**Work to be completed:** Report every line of the material below that contains the word "black".
___ Supplied material
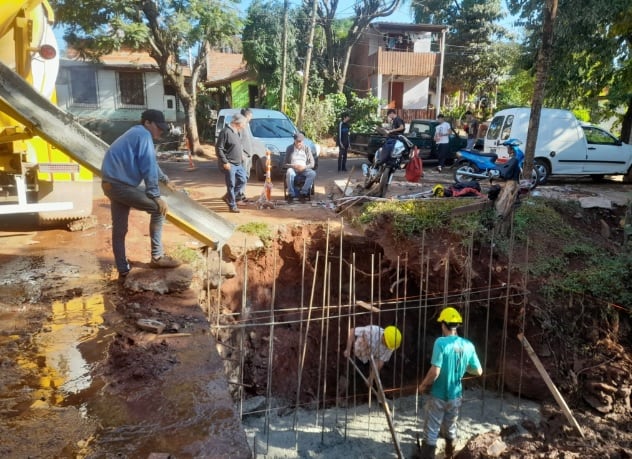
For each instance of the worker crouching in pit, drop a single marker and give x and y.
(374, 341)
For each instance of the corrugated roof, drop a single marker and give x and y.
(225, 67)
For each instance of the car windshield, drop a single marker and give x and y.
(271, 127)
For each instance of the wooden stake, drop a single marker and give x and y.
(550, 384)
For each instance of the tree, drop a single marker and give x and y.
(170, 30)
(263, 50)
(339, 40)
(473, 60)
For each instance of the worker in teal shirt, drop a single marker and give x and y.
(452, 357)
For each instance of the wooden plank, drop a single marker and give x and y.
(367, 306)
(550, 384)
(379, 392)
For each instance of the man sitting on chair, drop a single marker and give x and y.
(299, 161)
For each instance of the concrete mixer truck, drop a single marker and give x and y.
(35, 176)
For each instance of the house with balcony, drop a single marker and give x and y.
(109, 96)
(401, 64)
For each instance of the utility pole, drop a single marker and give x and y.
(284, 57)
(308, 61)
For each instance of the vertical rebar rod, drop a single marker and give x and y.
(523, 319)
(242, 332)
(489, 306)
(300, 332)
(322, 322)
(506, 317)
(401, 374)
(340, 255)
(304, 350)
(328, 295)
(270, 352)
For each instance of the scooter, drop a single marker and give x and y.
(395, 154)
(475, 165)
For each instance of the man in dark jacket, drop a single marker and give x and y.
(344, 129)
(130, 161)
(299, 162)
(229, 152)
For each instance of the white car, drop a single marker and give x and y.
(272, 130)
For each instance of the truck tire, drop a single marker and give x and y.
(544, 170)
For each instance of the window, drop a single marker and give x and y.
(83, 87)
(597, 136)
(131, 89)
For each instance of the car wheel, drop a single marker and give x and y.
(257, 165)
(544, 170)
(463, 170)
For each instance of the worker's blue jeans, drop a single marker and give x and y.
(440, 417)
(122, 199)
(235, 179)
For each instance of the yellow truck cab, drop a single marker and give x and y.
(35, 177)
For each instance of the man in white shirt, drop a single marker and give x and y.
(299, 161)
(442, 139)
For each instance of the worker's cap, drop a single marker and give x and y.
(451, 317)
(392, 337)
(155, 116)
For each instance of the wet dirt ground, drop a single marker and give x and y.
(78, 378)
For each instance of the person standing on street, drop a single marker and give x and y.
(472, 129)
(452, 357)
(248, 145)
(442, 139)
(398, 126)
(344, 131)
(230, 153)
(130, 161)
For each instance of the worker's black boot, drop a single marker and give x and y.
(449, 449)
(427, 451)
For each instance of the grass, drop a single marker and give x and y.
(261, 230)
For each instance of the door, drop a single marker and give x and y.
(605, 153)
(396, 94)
______
___ Supplied material
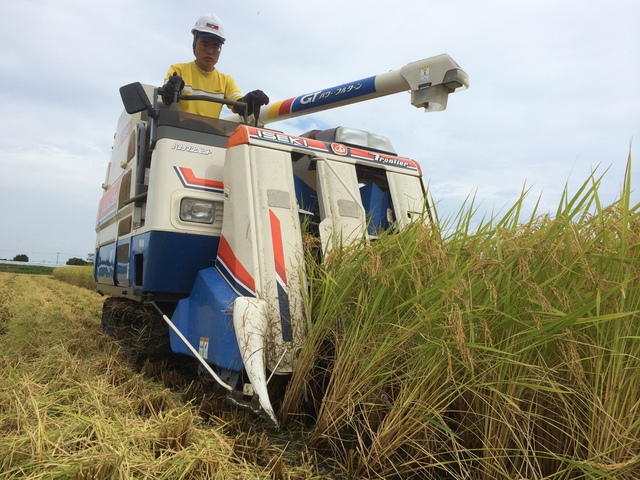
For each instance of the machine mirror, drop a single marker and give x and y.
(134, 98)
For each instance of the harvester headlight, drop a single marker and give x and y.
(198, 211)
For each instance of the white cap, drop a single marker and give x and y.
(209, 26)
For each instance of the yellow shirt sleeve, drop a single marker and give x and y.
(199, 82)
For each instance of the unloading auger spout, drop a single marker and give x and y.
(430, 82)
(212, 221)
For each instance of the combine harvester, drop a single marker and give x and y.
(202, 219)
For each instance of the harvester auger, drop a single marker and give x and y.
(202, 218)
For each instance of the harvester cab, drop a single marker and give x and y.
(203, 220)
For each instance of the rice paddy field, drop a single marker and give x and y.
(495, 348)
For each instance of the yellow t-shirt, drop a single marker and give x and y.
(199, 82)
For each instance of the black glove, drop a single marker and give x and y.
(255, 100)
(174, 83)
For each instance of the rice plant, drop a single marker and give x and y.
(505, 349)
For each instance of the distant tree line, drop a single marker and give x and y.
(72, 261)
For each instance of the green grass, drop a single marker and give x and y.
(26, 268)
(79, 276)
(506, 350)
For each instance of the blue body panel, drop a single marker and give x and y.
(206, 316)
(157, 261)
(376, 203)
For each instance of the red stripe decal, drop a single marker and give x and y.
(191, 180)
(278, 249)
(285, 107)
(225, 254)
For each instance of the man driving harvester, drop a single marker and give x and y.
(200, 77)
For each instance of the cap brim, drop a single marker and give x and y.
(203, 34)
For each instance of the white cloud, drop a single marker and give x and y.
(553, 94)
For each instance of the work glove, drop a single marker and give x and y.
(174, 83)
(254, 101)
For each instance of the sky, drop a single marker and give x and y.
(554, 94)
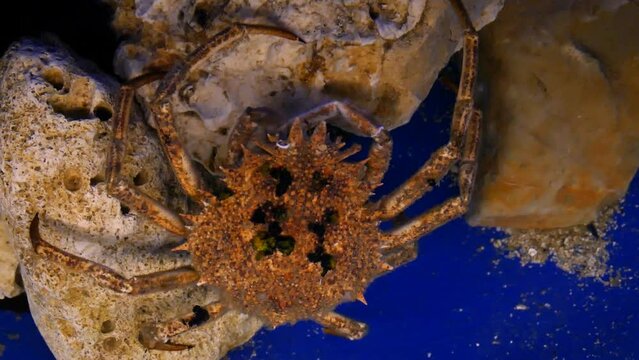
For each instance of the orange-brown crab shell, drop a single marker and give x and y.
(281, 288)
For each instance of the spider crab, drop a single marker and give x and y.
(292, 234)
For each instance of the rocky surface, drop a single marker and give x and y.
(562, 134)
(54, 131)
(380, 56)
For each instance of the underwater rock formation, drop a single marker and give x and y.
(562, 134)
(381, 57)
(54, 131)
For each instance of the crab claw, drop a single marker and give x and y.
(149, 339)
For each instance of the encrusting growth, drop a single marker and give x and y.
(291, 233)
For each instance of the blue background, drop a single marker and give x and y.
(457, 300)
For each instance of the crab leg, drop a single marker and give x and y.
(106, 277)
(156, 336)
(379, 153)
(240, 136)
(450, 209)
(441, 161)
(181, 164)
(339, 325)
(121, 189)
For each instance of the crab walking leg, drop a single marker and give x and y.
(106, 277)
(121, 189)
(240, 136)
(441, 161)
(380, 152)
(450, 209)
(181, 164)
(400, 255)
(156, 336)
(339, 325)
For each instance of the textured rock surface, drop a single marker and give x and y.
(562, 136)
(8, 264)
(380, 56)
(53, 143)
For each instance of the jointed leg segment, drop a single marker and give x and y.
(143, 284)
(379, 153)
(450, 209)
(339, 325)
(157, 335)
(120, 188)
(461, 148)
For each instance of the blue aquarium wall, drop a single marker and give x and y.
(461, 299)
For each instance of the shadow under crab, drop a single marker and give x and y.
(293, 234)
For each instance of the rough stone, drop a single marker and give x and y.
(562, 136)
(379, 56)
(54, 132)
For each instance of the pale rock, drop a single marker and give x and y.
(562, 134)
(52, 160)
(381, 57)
______
**Response to the task:**
For each instance of the worker's black boot, drop a single marker and give x and y.
For each instance of the black glove, drop a single marker and give x and y.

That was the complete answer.